■ Given task
Set out every line of the records below as a numbered list, omitting blank lines. Leave the pictures out of your answer.

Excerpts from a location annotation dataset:

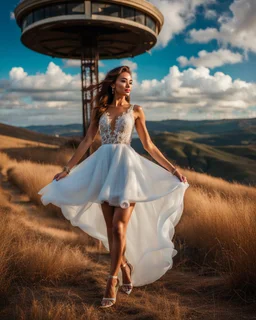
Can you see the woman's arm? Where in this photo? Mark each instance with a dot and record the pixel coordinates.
(86, 142)
(149, 146)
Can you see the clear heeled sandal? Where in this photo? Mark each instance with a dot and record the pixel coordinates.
(112, 300)
(127, 287)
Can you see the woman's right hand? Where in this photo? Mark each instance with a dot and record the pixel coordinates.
(60, 175)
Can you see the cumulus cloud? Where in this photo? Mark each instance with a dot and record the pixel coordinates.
(72, 63)
(210, 14)
(178, 14)
(238, 29)
(212, 59)
(12, 16)
(54, 97)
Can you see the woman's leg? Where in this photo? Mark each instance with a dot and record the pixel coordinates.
(120, 223)
(108, 213)
(117, 234)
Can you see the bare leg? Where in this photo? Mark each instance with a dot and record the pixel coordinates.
(108, 212)
(116, 236)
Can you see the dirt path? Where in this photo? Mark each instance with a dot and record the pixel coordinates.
(177, 295)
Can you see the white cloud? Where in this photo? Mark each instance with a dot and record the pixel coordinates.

■ Exercise answer
1. Can you see the woman's arm? Where in this photo? Mark each instance with a dot and record the pixel coordinates.
2. (86, 142)
3. (149, 146)
4. Can you see the clear heeled sandal? Where in this photo? Mark each instance with a dot and record the pixel coordinates.
5. (112, 300)
6. (127, 287)
7. Can you see the woman's right hand? Where in this photo? Mark each instance with a dot and record the pixel coordinates.
8. (60, 175)
9. Can you see the cumulus cloud? Where in this photo? Mark each instance with a dot and record the pixel coordinates.
10. (72, 63)
11. (210, 14)
12. (178, 14)
13. (238, 29)
14. (212, 59)
15. (12, 16)
16. (54, 97)
17. Can you see the woman's leg? Where in this photo? Mark each instance with a dot and record the pixel coordinates.
18. (120, 223)
19. (108, 213)
20. (117, 234)
21. Can you see the bare leg? Where in this photo? Mark each instance with a dot and record the pixel coordinates.
22. (108, 212)
23. (116, 236)
24. Can you see the dirt path? Where in this photo? Mark each instance with a dot and record the pixel coordinates.
25. (177, 295)
26. Can you see the white cloud? Where in this photo? Mark each instance with a dot and record the pixel coordinates.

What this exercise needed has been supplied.